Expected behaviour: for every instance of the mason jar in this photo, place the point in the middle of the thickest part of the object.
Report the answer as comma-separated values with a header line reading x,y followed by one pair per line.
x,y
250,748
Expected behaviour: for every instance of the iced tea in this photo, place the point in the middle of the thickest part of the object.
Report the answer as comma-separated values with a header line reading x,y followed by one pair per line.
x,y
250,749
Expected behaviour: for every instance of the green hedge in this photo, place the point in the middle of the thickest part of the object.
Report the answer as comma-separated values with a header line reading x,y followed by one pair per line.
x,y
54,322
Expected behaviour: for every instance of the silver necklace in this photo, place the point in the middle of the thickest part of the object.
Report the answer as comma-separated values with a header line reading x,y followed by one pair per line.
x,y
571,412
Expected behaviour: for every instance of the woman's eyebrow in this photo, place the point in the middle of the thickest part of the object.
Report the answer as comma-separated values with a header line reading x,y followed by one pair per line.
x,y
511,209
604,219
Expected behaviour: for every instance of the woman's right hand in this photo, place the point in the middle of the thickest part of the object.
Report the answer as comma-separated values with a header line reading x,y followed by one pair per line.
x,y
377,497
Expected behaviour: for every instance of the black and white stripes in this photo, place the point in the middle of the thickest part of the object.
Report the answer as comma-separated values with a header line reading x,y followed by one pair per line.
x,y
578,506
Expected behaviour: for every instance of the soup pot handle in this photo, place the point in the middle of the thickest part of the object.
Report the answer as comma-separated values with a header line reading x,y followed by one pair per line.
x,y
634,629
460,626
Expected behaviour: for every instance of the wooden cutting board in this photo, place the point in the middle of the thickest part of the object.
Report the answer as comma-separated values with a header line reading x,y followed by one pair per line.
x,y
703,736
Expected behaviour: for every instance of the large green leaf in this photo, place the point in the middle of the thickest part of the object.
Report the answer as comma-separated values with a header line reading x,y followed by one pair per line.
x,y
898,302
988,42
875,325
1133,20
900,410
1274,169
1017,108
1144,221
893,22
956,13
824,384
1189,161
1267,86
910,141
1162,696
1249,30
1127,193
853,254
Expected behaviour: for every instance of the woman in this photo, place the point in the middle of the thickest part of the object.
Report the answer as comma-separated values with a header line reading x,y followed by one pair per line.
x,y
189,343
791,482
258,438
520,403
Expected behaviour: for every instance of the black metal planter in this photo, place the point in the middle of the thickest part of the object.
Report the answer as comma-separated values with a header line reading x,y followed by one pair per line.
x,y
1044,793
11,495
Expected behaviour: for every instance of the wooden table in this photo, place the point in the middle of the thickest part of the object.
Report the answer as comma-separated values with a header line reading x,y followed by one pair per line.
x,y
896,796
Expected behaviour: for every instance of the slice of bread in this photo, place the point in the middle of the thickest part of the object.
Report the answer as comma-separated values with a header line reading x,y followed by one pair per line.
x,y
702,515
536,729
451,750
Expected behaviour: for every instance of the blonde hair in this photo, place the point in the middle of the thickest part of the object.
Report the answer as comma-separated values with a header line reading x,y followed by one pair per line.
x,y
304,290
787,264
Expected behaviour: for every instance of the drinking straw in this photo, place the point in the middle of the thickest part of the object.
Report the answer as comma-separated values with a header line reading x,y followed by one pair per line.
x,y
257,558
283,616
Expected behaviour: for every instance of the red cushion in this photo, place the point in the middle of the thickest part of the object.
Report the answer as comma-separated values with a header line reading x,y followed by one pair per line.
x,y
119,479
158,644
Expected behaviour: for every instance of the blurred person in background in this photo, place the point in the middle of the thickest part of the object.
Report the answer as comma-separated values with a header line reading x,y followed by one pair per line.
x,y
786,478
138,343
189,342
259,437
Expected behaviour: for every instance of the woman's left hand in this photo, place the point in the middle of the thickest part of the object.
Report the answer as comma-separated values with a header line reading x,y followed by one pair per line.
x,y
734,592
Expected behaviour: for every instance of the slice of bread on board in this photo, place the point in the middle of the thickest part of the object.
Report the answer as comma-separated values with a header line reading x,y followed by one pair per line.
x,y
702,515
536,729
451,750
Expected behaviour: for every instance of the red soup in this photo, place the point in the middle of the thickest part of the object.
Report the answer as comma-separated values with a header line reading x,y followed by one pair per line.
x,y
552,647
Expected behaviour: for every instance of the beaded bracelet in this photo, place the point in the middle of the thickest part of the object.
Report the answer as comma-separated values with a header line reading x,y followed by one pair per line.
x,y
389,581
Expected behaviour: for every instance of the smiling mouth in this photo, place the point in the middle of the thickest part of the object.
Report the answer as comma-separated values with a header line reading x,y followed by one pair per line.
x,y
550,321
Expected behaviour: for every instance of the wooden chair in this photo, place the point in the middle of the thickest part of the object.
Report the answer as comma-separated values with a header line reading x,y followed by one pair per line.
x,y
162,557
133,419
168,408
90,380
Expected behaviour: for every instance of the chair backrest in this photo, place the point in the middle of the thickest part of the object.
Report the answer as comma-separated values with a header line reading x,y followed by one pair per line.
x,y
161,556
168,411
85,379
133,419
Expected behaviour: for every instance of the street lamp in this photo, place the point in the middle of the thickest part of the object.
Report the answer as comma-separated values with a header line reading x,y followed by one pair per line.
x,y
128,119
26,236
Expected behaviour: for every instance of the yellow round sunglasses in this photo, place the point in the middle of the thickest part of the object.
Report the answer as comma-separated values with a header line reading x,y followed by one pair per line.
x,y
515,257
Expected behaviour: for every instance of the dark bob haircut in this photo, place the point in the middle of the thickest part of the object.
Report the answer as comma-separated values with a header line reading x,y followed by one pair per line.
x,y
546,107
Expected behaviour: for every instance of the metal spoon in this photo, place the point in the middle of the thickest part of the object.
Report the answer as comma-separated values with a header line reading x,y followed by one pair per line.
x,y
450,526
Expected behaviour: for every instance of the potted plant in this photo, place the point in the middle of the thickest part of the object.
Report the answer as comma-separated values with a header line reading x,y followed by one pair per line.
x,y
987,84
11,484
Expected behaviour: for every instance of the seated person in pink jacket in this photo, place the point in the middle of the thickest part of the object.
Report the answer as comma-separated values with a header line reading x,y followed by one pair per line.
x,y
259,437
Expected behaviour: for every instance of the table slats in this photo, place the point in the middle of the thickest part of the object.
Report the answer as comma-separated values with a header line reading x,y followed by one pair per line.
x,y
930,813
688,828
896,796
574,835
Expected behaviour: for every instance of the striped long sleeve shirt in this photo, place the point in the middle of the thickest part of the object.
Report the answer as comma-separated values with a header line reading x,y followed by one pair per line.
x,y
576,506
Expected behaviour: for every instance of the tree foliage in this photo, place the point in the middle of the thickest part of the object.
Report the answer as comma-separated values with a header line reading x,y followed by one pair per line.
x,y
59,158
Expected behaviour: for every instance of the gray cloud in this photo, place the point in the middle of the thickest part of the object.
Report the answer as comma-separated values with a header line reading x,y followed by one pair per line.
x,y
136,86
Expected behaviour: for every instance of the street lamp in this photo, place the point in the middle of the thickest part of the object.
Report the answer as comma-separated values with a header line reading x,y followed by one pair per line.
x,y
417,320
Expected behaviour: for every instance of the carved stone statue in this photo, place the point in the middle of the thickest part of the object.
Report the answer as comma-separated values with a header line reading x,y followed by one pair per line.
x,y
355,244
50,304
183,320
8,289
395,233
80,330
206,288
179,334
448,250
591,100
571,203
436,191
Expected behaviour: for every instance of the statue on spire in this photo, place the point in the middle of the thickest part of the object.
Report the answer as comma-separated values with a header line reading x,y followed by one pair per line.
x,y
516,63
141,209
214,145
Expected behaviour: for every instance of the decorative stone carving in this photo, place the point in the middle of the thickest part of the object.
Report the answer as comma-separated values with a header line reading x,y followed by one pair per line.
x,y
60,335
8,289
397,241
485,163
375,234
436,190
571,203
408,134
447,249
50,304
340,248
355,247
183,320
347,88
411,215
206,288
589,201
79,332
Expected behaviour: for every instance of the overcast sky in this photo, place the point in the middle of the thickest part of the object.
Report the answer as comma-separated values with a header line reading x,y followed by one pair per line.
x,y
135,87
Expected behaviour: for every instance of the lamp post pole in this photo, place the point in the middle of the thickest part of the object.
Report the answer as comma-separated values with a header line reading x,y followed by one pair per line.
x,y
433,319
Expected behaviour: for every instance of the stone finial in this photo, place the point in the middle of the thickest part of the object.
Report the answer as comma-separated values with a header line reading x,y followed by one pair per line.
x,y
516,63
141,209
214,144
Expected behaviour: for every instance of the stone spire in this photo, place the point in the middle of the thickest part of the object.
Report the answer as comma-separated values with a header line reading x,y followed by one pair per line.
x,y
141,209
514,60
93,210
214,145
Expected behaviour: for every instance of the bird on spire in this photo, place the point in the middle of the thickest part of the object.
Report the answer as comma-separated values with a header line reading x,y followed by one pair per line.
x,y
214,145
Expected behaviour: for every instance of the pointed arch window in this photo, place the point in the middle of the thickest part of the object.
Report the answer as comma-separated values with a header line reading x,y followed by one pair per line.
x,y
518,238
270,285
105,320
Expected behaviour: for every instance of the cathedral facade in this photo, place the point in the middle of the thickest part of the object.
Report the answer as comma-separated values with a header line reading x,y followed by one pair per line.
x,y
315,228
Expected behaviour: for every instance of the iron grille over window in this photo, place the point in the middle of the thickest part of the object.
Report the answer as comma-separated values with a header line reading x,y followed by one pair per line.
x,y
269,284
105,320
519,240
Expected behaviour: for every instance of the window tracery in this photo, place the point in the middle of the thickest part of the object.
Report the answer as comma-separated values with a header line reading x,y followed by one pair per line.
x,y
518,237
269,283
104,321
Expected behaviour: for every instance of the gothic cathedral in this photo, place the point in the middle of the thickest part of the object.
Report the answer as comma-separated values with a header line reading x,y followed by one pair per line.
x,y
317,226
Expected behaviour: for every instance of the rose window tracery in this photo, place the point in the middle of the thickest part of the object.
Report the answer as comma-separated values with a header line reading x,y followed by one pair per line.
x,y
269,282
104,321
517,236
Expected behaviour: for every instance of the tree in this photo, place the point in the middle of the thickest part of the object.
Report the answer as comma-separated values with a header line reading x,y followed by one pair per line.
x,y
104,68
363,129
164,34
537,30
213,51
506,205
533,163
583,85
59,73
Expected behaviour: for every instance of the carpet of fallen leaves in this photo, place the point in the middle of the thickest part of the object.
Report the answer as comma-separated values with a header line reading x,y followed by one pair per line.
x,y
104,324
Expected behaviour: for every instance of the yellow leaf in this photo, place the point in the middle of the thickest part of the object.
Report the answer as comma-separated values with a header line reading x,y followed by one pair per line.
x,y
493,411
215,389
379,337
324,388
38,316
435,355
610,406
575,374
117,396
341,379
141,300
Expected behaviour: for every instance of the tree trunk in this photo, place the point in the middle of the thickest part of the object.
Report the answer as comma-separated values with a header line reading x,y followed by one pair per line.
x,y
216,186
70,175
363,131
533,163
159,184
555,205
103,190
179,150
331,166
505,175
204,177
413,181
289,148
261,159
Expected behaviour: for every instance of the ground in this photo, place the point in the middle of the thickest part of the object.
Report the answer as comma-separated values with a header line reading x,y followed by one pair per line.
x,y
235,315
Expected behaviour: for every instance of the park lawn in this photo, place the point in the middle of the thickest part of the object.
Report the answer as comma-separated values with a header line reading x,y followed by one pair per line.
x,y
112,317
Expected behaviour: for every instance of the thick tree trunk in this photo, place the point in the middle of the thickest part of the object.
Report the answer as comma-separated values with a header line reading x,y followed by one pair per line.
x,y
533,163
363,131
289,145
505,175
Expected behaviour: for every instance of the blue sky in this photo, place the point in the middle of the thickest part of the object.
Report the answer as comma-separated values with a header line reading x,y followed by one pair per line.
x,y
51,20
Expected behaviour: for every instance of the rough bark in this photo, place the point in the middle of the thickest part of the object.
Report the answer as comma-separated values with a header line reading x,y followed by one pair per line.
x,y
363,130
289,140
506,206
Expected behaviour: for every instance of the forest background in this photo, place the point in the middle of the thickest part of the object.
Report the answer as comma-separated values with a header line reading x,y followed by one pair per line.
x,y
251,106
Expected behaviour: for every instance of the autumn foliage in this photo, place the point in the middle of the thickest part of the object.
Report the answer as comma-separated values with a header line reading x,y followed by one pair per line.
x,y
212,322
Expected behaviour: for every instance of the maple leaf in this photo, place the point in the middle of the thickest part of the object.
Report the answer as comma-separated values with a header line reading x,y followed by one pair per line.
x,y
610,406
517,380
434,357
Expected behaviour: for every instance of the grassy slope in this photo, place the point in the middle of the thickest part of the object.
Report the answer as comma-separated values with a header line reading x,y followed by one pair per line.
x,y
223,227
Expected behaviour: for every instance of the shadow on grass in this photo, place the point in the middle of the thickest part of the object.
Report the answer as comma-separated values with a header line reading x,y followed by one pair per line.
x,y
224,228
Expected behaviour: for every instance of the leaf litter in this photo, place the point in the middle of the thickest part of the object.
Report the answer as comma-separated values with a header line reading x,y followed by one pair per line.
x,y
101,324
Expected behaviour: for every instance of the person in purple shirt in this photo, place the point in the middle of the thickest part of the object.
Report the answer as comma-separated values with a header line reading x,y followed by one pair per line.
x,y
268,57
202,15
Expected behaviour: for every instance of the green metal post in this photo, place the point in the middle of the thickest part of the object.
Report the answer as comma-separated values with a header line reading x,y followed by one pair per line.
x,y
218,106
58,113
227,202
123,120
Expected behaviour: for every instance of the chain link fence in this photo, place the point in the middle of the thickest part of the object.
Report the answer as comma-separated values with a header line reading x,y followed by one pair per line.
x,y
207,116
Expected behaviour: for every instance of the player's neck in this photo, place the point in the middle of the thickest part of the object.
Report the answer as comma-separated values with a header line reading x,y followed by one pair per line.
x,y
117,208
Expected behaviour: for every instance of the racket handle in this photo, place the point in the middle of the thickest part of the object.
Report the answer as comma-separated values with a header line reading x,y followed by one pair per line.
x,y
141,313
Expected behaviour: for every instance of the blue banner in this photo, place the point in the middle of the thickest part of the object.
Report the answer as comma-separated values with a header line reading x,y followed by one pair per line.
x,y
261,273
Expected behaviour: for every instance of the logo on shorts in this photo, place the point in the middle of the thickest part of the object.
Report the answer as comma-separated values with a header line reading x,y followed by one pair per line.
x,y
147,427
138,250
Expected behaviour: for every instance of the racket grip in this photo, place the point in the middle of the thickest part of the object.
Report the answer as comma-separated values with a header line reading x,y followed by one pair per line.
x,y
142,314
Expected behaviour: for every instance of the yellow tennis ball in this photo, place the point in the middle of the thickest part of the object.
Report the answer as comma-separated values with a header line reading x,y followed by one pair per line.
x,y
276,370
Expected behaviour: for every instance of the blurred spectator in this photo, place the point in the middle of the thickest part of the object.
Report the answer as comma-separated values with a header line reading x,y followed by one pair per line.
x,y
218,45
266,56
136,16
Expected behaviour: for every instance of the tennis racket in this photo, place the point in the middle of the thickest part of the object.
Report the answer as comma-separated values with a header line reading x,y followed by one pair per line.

----------

§ **What the task requires**
Extract from the records above the lines from the one containing "Expected behaviour: for every instance of the silver" to the one containing "Expected behaviour: for every instance of the woman's eyebrow", both lines included, exactly as they appear and with nothing else.

§ **Result**
Expected behaviour: for every instance of the silver necklace in this photo, place the point in the middle of the thickest part of the object.
Report the answer as comma-separated values with a header line reading x,y followed by one pair per line.
x,y
571,412
Expected behaviour: for every instance of the woman's eyebrow in this photo, place the point in the middle of the thickest part of the object.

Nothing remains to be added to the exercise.